## Task material

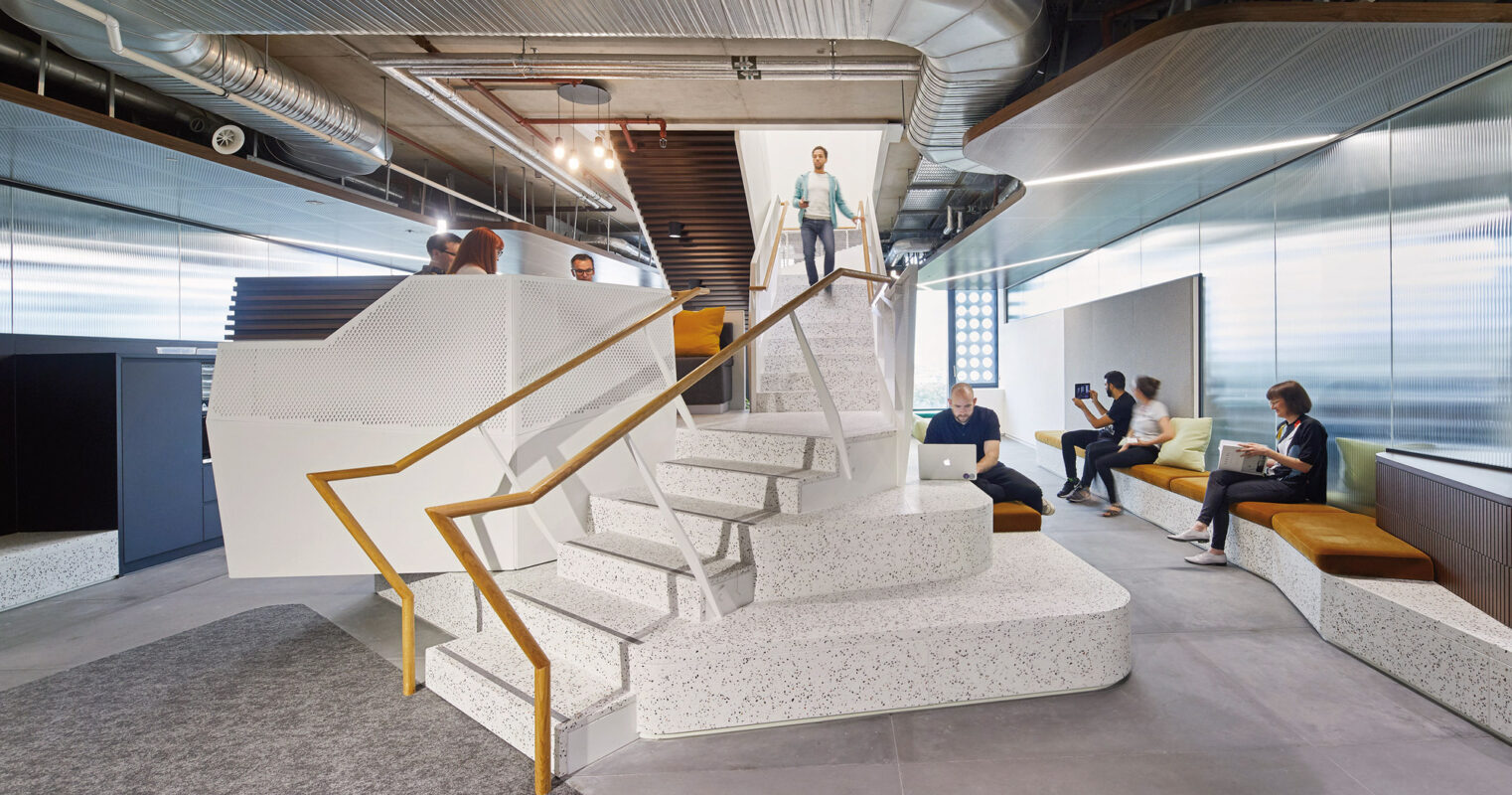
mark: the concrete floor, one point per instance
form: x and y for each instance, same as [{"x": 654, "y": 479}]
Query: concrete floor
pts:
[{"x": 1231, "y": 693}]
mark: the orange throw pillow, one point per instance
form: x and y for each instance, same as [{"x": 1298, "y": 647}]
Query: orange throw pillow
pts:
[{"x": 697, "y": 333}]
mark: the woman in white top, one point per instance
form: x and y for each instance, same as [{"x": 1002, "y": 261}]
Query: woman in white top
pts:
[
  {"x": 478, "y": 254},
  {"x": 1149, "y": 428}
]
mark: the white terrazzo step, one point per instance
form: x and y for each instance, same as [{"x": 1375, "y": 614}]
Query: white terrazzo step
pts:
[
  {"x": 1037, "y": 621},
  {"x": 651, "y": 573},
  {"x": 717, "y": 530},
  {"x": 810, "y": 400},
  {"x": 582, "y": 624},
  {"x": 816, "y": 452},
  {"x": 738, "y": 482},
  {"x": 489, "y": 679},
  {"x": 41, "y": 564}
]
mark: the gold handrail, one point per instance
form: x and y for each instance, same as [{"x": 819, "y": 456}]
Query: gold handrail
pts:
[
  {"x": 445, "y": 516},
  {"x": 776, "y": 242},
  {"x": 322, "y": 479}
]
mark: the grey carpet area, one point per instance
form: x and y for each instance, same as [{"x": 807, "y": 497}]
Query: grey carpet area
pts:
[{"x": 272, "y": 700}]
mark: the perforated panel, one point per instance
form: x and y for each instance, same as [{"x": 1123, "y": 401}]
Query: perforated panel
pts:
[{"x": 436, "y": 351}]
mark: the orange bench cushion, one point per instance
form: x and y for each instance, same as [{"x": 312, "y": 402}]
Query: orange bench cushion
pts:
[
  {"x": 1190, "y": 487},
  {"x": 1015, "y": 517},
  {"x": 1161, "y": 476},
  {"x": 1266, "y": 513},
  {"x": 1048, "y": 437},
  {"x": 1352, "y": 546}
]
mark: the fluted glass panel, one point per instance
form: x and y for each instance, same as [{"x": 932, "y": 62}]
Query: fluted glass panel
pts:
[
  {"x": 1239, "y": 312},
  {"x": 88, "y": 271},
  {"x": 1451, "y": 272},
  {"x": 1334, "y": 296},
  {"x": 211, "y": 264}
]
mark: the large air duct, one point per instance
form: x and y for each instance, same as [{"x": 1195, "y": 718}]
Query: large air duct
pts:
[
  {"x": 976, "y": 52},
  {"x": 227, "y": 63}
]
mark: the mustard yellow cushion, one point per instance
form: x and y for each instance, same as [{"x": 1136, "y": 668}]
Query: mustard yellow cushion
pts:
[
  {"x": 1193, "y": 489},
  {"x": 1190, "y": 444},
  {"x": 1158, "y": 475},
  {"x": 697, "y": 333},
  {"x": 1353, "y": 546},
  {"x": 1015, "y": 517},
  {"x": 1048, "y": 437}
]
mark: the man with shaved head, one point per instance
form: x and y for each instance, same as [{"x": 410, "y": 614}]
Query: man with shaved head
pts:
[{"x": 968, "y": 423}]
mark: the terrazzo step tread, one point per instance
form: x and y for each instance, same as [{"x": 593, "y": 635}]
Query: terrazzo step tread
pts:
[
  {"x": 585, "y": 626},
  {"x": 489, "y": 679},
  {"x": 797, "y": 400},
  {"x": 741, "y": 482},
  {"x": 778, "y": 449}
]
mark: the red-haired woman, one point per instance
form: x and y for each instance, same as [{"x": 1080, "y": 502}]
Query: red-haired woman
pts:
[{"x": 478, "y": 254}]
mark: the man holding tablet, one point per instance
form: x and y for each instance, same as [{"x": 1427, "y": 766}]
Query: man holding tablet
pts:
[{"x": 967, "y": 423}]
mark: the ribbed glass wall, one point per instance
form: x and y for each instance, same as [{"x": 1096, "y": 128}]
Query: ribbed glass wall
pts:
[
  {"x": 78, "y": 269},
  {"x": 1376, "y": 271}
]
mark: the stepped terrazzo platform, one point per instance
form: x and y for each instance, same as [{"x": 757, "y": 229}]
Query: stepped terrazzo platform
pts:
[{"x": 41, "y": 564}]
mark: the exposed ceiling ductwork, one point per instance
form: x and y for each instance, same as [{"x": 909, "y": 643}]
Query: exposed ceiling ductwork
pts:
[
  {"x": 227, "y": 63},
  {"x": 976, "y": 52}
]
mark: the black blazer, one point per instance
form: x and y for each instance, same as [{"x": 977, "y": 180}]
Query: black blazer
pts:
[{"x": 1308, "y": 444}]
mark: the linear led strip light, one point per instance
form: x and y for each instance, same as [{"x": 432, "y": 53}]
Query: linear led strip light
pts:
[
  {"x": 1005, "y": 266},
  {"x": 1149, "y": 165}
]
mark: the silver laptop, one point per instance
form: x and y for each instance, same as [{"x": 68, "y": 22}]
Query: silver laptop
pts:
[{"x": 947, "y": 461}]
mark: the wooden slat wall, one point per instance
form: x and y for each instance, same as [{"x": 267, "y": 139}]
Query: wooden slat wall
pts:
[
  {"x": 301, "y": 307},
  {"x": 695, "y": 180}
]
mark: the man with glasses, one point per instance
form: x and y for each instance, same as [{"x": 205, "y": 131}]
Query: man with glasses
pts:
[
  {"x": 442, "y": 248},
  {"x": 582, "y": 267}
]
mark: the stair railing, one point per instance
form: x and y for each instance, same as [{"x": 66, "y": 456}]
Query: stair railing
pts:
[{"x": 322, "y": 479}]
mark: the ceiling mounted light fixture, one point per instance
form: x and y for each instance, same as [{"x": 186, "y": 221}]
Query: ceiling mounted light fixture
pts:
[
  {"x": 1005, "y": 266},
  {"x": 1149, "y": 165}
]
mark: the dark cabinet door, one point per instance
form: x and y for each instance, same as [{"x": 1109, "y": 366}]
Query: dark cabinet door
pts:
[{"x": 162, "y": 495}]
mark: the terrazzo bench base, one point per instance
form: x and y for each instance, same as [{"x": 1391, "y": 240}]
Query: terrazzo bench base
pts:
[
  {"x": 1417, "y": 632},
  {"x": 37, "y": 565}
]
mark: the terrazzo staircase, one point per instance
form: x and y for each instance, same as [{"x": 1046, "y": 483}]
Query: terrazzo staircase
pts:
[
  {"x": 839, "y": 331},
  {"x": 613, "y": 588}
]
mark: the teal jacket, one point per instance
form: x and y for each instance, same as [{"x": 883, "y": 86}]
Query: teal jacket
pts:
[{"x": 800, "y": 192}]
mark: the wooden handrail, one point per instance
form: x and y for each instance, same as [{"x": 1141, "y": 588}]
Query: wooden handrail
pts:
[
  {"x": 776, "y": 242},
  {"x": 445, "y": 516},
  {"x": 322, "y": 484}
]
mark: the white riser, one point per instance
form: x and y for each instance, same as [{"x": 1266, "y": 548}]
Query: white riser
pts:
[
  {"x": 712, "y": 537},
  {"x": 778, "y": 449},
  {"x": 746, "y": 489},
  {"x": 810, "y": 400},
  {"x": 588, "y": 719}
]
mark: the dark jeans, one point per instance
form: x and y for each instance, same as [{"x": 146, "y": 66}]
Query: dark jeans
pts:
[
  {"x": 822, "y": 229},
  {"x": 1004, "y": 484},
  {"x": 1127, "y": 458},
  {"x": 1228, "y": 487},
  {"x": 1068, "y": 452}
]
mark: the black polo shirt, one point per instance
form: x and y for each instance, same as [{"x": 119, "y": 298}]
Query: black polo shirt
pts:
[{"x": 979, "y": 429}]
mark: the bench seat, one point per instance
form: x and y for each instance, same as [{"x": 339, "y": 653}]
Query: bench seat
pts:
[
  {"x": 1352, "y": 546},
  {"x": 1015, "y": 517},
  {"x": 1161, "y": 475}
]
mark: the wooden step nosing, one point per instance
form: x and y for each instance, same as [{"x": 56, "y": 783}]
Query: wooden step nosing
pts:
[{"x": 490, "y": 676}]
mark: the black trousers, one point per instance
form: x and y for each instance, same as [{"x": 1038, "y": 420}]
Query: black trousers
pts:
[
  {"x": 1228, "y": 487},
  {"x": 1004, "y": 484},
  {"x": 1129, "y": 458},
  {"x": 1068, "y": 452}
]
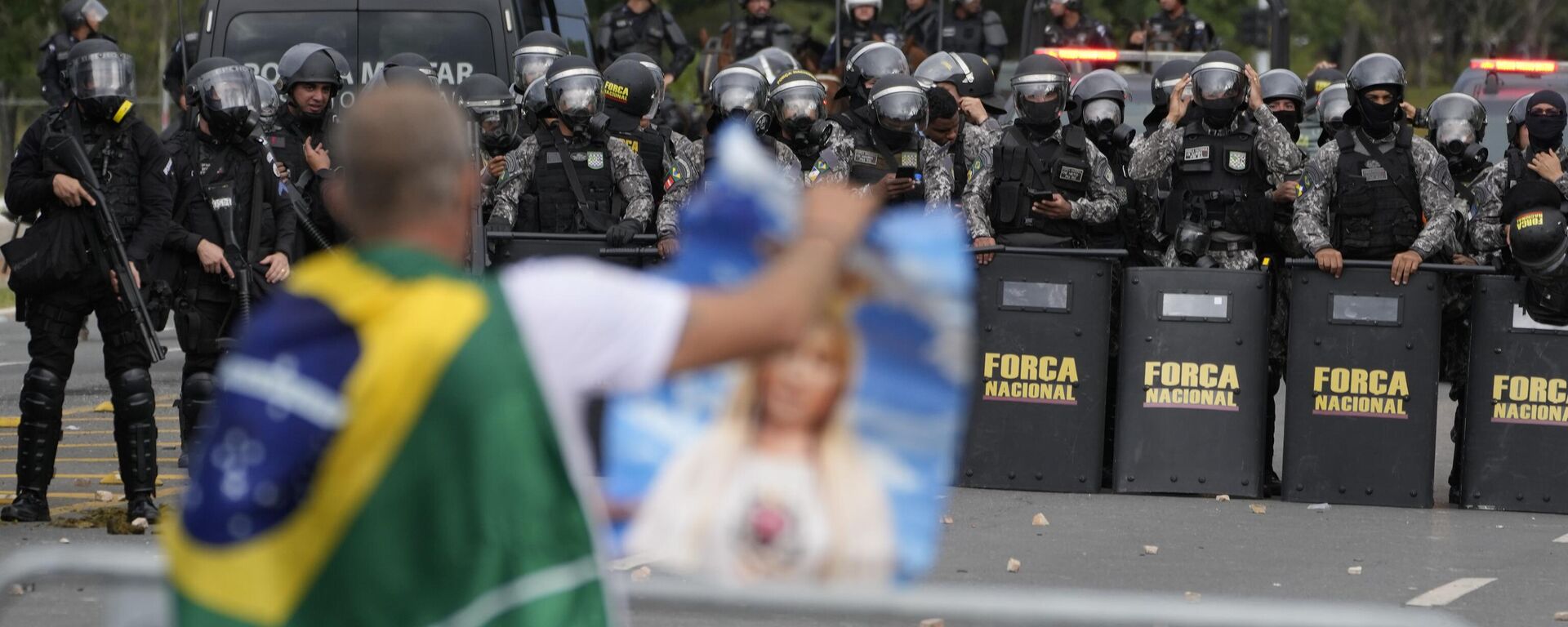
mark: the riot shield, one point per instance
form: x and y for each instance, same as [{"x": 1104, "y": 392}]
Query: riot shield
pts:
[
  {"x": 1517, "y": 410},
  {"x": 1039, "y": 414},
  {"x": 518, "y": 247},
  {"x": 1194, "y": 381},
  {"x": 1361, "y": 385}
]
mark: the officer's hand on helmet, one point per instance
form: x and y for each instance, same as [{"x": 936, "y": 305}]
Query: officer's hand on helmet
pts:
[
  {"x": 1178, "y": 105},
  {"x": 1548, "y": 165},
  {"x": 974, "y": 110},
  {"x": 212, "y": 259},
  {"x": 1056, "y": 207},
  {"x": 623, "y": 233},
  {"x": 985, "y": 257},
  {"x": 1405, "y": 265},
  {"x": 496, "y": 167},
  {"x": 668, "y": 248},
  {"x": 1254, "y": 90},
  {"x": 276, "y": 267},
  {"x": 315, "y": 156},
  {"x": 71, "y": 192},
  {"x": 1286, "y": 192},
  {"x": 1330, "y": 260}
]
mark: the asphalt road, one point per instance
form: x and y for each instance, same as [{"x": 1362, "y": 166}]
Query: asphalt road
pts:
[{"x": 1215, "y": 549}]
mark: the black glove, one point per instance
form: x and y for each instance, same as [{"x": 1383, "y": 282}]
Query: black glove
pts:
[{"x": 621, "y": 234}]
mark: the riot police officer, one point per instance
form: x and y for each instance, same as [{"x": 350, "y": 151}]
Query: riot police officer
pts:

## Task brief
Rewrite the entries starting at the line that contains "mark: the officer's" and continuing through the end of the entries, replacing "asphalt road" with "paved road" and leaving everything else unchanged.

## Expected answer
mark: the officer's hand on helmet, one point per instance
form: x and y for each instance, same as [{"x": 936, "y": 305}]
Query: officer's hand on helmet
pts:
[
  {"x": 1178, "y": 105},
  {"x": 1548, "y": 165},
  {"x": 974, "y": 110},
  {"x": 212, "y": 259},
  {"x": 1056, "y": 207},
  {"x": 623, "y": 233},
  {"x": 985, "y": 257},
  {"x": 1405, "y": 265},
  {"x": 496, "y": 167},
  {"x": 668, "y": 248},
  {"x": 1254, "y": 90},
  {"x": 276, "y": 267},
  {"x": 315, "y": 156},
  {"x": 71, "y": 192},
  {"x": 1286, "y": 192},
  {"x": 1330, "y": 260}
]
mark: the paved road, one point per instance
form: x and y for each instance, same as [{"x": 1362, "y": 166}]
Query: paved road
pts:
[{"x": 1215, "y": 549}]
mark: the black glove, one point per instance
form: x and y for each instance, same as [{"x": 1383, "y": 282}]
Query: black glove
pts:
[{"x": 621, "y": 234}]
mark: the riot police officer, one point per instance
form: x and y for each instance, same as [{"x": 350, "y": 151}]
Query: riot police officer
pts:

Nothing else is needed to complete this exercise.